Records for processing:
-=-=-=-=-
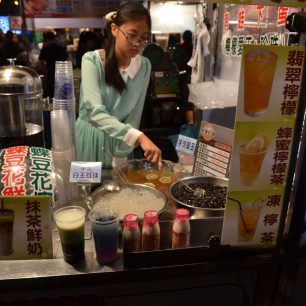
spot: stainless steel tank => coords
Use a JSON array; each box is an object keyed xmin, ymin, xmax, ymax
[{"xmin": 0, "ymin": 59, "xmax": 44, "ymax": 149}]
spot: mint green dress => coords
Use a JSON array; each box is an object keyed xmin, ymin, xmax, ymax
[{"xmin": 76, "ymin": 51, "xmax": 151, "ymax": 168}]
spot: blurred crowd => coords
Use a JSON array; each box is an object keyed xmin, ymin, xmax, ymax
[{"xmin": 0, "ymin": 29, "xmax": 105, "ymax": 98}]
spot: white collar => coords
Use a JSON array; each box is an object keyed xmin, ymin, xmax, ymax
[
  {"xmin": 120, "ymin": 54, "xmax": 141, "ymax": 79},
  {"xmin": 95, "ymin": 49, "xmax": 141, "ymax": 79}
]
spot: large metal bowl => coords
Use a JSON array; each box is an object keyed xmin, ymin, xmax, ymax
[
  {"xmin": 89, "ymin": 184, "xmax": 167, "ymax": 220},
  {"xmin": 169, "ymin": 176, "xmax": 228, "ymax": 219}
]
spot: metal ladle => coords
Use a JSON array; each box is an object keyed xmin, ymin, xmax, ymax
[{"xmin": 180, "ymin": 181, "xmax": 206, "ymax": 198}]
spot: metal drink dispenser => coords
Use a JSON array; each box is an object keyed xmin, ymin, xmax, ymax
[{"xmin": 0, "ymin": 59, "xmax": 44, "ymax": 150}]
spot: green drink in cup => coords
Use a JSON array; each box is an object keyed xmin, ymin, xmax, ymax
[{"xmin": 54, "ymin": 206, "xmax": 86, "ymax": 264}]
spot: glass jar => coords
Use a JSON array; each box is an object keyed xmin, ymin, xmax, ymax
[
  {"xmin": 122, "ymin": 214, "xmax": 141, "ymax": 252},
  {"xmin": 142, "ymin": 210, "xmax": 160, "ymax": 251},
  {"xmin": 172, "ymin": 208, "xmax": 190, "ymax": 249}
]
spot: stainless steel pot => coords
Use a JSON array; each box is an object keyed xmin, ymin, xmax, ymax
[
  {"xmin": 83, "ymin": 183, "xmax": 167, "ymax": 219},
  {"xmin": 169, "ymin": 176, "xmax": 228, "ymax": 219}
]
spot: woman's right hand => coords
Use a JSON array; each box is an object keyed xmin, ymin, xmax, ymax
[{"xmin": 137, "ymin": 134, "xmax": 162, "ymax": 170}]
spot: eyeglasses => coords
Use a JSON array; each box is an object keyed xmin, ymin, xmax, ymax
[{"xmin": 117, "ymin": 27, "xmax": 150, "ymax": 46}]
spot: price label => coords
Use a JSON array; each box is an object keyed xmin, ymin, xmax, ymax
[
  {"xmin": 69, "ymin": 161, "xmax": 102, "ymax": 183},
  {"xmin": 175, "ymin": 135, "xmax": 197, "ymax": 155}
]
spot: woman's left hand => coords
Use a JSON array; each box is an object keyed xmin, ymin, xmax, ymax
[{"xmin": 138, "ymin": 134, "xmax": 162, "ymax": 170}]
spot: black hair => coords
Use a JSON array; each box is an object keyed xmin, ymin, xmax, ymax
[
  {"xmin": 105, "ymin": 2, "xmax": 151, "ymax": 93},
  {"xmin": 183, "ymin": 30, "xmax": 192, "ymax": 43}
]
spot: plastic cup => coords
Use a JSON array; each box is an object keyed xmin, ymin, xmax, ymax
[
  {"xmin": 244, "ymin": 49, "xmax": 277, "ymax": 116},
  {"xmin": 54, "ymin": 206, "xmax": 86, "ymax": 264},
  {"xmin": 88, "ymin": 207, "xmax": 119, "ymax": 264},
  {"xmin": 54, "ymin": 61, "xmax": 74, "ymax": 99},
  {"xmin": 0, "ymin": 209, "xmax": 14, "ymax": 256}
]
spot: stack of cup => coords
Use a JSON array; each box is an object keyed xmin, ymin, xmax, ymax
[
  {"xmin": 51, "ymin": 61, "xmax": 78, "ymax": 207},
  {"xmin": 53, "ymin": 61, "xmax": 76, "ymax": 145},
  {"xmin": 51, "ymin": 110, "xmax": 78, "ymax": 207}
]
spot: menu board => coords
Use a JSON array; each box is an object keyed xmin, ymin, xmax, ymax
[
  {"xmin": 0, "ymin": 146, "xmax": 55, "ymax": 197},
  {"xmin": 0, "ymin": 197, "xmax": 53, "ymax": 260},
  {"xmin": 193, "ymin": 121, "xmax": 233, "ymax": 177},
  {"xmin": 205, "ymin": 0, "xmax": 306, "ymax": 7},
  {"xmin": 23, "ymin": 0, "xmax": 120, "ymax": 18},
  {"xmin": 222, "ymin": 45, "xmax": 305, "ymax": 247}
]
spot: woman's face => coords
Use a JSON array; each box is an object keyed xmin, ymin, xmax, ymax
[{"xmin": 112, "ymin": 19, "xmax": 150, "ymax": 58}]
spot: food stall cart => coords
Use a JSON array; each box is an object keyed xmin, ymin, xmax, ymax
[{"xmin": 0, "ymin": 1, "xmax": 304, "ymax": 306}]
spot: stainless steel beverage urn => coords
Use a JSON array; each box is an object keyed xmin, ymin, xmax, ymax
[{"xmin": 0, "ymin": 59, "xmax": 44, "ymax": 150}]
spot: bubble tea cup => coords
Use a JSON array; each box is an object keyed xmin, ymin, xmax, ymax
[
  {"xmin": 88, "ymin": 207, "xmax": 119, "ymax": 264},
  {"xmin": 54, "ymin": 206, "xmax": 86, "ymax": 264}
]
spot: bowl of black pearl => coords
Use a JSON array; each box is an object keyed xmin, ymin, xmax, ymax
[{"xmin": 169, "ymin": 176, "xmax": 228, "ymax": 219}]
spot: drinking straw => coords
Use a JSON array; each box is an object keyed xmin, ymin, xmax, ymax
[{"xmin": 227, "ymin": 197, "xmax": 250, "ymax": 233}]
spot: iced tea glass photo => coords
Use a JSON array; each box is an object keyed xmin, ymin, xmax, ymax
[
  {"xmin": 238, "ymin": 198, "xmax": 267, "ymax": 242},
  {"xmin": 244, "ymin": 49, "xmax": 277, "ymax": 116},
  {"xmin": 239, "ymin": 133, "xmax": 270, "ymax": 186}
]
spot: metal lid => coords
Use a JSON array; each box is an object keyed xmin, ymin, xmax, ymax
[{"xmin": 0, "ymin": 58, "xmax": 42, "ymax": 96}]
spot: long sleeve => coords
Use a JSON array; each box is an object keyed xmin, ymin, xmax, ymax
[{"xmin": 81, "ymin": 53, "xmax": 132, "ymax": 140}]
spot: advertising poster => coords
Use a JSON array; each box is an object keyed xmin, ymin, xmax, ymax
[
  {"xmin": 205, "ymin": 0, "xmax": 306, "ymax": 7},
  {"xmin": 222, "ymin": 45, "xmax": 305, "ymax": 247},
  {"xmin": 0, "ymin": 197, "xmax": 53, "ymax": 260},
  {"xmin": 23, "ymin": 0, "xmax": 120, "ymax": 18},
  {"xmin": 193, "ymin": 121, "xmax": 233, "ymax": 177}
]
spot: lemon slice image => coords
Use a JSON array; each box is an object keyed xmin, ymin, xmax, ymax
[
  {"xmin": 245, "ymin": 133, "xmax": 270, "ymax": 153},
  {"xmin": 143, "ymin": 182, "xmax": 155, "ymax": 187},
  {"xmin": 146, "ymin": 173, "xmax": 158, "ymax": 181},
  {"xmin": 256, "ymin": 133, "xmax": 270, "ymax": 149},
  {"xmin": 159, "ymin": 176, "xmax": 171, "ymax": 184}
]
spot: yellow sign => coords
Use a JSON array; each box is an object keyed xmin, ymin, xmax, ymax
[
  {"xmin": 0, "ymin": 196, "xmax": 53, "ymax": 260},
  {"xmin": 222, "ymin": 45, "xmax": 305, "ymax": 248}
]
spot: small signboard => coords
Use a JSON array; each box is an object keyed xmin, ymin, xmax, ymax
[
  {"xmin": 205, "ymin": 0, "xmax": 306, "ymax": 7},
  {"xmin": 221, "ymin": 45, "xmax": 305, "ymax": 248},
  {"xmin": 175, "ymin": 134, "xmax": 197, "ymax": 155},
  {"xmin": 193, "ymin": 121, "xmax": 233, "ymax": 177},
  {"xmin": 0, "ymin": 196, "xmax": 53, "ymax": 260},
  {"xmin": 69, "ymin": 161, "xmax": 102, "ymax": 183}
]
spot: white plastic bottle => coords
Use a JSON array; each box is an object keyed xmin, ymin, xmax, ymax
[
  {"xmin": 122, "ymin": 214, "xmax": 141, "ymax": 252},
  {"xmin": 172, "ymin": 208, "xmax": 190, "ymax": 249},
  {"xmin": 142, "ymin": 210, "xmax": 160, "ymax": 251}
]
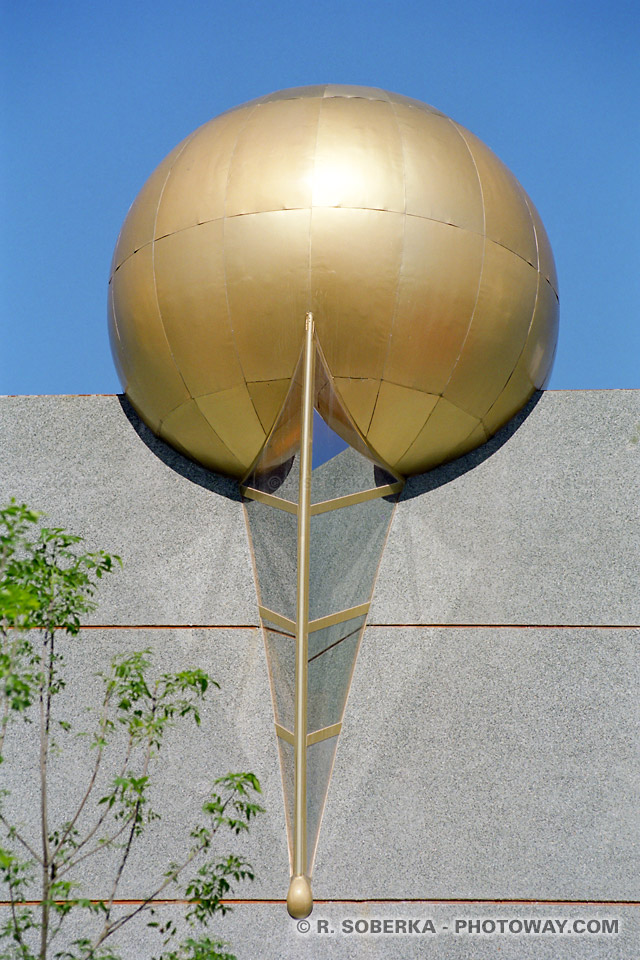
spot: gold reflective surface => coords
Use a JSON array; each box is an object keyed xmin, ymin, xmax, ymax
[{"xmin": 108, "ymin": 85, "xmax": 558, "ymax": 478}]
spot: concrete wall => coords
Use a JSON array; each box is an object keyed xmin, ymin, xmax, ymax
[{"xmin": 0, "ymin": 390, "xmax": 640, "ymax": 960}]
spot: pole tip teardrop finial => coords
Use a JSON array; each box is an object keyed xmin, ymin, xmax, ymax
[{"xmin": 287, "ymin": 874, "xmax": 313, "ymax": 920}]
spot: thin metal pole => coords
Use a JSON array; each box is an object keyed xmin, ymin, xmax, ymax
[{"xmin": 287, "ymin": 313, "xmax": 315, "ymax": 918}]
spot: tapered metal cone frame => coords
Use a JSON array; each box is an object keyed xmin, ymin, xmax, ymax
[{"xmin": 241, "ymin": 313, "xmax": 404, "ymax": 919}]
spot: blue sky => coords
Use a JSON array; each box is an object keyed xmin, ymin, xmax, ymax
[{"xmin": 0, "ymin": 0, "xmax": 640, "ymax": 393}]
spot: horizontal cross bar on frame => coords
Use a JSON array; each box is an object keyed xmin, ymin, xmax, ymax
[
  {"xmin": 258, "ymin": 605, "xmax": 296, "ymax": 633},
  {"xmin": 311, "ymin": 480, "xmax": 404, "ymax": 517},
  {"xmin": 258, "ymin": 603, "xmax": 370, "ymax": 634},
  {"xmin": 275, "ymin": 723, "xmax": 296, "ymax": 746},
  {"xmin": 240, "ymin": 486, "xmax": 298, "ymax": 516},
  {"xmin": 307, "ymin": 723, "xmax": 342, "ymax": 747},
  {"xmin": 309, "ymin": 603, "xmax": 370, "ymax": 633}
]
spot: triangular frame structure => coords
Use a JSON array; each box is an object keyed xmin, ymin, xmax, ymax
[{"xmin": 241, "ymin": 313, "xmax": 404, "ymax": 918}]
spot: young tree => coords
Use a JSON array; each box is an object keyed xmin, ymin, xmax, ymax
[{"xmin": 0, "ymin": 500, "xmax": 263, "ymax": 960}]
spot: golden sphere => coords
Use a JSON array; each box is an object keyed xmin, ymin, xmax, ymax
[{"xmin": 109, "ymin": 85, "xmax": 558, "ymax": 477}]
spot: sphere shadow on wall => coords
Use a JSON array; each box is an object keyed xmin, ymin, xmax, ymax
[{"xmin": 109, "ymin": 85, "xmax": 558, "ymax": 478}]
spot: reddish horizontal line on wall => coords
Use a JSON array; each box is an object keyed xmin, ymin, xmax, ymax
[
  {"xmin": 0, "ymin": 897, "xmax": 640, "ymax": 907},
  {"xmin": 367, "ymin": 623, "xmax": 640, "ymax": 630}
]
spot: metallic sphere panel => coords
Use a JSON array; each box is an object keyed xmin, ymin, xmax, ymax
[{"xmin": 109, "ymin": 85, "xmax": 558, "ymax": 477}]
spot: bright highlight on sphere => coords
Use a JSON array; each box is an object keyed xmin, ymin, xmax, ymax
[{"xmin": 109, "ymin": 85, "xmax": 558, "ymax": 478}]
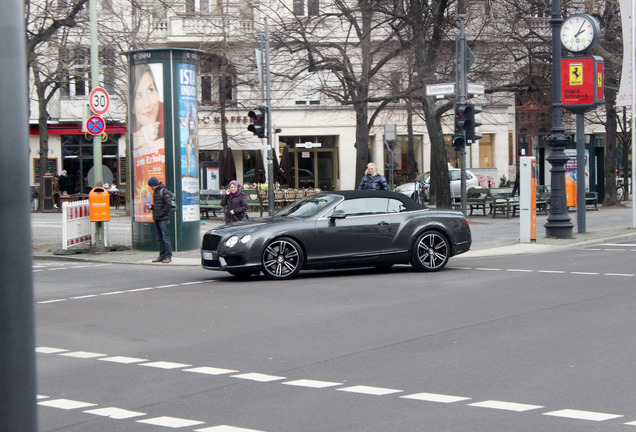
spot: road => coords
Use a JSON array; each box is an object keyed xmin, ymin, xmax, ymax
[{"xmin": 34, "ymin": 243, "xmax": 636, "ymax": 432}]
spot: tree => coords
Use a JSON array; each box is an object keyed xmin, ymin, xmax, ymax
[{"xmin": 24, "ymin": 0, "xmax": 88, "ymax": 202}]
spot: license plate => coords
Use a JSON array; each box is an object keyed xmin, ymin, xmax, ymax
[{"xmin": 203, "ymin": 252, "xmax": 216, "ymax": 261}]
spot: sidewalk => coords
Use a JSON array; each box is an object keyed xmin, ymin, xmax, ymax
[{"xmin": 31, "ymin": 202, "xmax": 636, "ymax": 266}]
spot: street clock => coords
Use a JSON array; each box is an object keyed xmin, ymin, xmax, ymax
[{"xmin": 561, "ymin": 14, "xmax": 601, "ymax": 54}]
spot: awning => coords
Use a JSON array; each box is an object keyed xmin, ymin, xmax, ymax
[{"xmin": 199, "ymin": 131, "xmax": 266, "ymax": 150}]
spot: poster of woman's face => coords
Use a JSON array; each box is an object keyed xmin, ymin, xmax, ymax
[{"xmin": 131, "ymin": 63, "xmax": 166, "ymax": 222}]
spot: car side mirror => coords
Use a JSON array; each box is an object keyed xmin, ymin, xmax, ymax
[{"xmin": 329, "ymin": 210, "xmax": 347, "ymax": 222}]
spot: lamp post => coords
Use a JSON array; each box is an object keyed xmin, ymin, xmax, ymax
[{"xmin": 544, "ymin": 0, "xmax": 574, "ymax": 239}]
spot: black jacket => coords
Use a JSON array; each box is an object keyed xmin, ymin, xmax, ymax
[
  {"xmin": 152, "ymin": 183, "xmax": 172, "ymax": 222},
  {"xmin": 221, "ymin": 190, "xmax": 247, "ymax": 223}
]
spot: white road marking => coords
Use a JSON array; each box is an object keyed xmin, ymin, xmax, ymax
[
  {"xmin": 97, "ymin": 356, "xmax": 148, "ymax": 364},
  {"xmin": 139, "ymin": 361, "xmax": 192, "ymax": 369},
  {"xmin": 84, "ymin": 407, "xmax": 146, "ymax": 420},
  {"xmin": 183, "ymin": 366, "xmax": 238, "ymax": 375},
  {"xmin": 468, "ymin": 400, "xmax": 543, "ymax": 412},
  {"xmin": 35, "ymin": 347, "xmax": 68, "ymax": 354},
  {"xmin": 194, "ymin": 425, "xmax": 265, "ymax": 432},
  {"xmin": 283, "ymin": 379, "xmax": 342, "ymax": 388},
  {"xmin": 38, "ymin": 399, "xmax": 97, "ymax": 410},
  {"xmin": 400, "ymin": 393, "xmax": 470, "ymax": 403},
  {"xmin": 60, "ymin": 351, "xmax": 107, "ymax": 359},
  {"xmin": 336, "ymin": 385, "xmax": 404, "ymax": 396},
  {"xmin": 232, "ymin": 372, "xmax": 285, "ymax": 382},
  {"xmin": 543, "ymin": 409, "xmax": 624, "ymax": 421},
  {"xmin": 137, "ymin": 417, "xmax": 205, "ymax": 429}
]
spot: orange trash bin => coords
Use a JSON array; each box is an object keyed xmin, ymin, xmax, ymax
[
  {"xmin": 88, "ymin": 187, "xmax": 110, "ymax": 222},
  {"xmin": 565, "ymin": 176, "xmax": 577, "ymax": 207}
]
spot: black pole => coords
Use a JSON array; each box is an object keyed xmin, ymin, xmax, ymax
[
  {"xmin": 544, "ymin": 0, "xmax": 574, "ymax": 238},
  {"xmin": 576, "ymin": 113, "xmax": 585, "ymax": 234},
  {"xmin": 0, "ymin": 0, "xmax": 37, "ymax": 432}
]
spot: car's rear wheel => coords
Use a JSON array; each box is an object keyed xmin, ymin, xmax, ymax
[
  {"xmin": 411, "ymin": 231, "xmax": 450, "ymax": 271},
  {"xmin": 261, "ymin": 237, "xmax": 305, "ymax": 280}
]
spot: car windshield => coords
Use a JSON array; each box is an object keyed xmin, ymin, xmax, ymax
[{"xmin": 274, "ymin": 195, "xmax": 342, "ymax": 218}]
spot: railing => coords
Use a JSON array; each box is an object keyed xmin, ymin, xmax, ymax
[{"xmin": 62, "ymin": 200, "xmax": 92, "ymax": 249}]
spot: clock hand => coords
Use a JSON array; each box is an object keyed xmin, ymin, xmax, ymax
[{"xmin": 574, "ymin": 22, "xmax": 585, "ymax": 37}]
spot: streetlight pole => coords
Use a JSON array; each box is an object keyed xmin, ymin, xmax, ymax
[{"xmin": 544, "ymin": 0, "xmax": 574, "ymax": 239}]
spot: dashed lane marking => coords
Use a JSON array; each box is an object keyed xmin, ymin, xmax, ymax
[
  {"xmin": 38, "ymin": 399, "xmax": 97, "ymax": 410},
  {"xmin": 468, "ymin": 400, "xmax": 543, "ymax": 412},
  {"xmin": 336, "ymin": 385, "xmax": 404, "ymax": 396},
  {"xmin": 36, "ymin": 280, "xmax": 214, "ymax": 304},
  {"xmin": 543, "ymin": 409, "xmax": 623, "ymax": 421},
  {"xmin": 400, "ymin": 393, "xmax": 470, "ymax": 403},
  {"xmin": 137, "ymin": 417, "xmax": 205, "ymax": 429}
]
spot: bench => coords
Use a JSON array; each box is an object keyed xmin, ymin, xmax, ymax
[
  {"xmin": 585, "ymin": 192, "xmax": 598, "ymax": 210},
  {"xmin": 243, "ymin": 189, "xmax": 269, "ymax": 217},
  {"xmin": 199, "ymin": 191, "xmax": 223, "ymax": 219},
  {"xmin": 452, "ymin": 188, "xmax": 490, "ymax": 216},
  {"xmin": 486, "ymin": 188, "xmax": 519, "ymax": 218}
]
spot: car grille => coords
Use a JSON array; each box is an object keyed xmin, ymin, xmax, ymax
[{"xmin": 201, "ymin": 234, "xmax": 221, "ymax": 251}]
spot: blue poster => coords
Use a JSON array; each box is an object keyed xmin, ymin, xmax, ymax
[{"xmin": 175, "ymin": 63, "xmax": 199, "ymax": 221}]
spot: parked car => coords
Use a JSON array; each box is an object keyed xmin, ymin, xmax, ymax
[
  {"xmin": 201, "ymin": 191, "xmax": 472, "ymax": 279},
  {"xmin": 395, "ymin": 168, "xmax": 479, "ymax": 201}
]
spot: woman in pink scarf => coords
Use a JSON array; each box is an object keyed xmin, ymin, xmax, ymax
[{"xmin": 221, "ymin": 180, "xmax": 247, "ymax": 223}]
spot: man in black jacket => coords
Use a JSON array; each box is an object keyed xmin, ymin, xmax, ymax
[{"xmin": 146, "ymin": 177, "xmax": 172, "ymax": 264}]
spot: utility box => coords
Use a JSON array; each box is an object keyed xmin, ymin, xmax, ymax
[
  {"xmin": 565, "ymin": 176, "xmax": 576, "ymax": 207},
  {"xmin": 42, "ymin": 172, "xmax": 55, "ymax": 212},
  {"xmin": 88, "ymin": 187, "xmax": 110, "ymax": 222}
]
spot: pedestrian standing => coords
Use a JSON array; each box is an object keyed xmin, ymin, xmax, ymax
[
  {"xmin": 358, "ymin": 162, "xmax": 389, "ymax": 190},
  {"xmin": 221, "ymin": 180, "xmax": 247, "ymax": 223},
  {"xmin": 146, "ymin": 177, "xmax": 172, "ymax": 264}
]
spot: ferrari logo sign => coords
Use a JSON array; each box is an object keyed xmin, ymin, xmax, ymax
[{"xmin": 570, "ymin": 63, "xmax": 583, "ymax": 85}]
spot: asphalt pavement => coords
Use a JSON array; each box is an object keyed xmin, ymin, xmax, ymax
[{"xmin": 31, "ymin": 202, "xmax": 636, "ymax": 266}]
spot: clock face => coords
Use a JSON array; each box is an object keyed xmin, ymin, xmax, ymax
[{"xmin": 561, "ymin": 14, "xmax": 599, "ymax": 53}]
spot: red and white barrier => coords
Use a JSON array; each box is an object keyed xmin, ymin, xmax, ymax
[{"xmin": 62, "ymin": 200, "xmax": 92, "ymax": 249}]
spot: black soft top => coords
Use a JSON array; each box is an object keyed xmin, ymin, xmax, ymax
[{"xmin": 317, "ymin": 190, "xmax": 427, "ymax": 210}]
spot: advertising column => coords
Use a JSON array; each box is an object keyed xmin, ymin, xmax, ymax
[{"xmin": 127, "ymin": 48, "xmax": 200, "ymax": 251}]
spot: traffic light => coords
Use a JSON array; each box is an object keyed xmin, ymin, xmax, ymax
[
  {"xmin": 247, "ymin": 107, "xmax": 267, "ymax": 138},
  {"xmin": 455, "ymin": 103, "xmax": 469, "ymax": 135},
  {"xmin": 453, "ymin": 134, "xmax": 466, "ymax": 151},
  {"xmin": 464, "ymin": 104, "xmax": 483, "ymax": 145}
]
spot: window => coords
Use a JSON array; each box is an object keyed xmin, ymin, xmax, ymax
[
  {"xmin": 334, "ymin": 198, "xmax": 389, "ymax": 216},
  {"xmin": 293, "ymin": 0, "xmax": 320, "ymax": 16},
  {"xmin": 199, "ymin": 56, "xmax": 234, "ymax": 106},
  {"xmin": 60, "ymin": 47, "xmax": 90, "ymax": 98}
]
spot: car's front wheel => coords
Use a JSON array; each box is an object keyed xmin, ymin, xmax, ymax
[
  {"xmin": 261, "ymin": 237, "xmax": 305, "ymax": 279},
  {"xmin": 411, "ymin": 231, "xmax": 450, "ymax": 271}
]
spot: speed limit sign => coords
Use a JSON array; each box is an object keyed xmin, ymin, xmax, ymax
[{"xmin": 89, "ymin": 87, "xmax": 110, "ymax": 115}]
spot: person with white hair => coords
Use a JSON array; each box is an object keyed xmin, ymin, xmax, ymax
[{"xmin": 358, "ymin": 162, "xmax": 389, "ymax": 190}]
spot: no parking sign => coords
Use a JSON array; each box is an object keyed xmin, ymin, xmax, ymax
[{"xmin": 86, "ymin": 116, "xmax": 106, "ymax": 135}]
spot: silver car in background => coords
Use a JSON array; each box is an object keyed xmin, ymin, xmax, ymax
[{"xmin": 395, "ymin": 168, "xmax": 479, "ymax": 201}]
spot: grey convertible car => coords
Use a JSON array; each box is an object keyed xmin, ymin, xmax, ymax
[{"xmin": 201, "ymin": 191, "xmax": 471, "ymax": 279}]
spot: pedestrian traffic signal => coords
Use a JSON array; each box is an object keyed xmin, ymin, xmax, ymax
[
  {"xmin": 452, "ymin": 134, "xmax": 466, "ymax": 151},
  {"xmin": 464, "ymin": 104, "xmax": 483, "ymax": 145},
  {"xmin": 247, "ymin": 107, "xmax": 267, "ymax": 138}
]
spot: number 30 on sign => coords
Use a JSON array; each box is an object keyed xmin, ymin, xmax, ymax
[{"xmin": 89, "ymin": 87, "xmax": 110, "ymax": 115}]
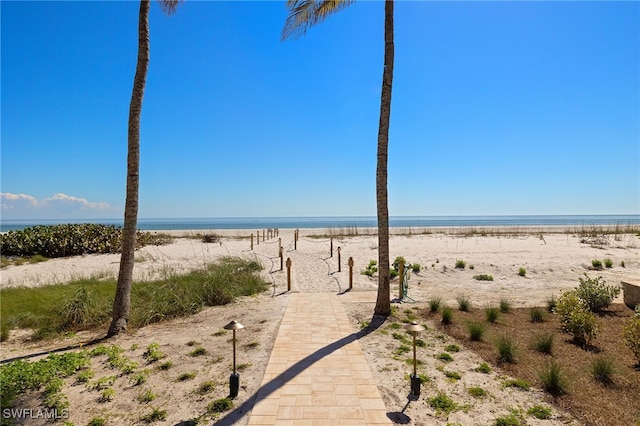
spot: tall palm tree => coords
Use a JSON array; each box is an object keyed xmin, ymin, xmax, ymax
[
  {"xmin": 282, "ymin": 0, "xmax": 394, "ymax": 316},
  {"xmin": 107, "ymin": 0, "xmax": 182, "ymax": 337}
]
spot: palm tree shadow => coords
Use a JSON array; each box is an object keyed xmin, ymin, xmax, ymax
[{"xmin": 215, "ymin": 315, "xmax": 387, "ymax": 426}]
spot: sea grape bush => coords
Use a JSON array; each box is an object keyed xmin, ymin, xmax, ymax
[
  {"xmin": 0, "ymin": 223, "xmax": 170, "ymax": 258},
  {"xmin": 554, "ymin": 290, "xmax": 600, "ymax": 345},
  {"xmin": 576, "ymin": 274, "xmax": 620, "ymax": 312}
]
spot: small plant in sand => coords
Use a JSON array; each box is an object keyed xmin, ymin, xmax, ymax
-=-=-=-=-
Exercise: Copy out the lines from the one containing "spot: no parking sign => coords" through the end of the records, both ends included, leaving out the pictures.

Task output:
spot: no parking sign => coords
Use a JSON array; each box is an object keyed xmin, ymin, xmax, ymax
[{"xmin": 86, "ymin": 116, "xmax": 106, "ymax": 135}]
spot: silver car in background => coords
Use a JSON array; each box is an object keyed xmin, ymin, xmax, ymax
[{"xmin": 395, "ymin": 168, "xmax": 479, "ymax": 201}]
spot: grey convertible car => coords
Use a JSON array; each box is an object keyed xmin, ymin, xmax, ymax
[{"xmin": 201, "ymin": 191, "xmax": 471, "ymax": 279}]
spot: pedestrian traffic signal => coords
Use a JSON array; each box is an object keyed xmin, ymin, xmax, ymax
[
  {"xmin": 452, "ymin": 134, "xmax": 466, "ymax": 151},
  {"xmin": 464, "ymin": 104, "xmax": 483, "ymax": 145},
  {"xmin": 247, "ymin": 107, "xmax": 267, "ymax": 138}
]
spot: number 30 on sign => coords
Use a JSON array; each box is an object keyed xmin, ymin, xmax, ymax
[{"xmin": 89, "ymin": 87, "xmax": 110, "ymax": 115}]
spot: tall palm tree => coords
Use a JSON array; each box is an object keyed xmin, ymin, xmax, ymax
[
  {"xmin": 282, "ymin": 0, "xmax": 394, "ymax": 316},
  {"xmin": 107, "ymin": 0, "xmax": 182, "ymax": 337}
]
spot: palm tree shadow => coords
Use a JSON array; each box is an object keyed xmin, ymin, xmax, ymax
[{"xmin": 215, "ymin": 315, "xmax": 387, "ymax": 426}]
spot: sea grape bush => coords
Use a JSON array; each box is an object keyed xmin, ymin, xmax, ymax
[
  {"xmin": 0, "ymin": 223, "xmax": 170, "ymax": 258},
  {"xmin": 554, "ymin": 290, "xmax": 600, "ymax": 345},
  {"xmin": 576, "ymin": 274, "xmax": 620, "ymax": 312}
]
spot: small plant in sand => coords
Use a JSON array; each box is an object keyed xmin, ymin, xmax, ymax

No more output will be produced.